> What you are asked to do: The line containing "the black table" marks the start; please restate exactly that line and only the lines following it through the end of the material below.

> Supplied material:

━━━━━━━━━━━━━━━━━━━━━━━━━━━━━━

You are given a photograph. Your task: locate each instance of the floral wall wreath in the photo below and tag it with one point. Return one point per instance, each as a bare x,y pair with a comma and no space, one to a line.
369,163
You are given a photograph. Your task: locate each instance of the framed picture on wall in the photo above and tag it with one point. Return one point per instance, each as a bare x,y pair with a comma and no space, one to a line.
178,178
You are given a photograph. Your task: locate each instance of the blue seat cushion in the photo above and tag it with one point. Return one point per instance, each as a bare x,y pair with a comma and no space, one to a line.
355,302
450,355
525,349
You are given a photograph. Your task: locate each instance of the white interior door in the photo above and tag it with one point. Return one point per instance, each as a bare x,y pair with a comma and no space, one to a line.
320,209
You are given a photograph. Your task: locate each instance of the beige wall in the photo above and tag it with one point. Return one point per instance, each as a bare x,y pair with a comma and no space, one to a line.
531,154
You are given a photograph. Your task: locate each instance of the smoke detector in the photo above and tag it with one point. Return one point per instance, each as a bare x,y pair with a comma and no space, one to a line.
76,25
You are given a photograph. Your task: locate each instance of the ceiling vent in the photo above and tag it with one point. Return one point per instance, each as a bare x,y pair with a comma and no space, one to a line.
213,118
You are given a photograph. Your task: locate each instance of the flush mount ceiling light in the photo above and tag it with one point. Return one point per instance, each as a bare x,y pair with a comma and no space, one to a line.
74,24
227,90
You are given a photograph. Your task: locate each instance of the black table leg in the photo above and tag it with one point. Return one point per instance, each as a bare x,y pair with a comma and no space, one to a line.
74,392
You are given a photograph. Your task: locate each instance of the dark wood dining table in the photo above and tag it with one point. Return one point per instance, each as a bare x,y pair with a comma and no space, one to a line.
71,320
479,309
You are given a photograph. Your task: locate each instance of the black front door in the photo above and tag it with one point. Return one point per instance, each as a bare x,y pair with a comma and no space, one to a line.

━━━━━━━━━━━━━━━━━━━━━━━━━━━━━━

> Response box:
You are given a photograph. Your task: locate each instance of the black table leg in the photo above and tag it with one point. Return one point per instance, each as a bare x,y pair with a comma and no space, one to a line.
74,392
You are given a photograph. Your task: locate each instance of the dark wood dining table in the photo above and tag it with one point. Return one point per instance, each as a bare x,y pair with a comma and no space, one to a line.
71,320
479,309
You are given a photograph. Your task: locate each instance of the black front door in the photo above and tag it with one point. Return one point per instance, each as a bare x,y pair with a comma and no space, one to a line.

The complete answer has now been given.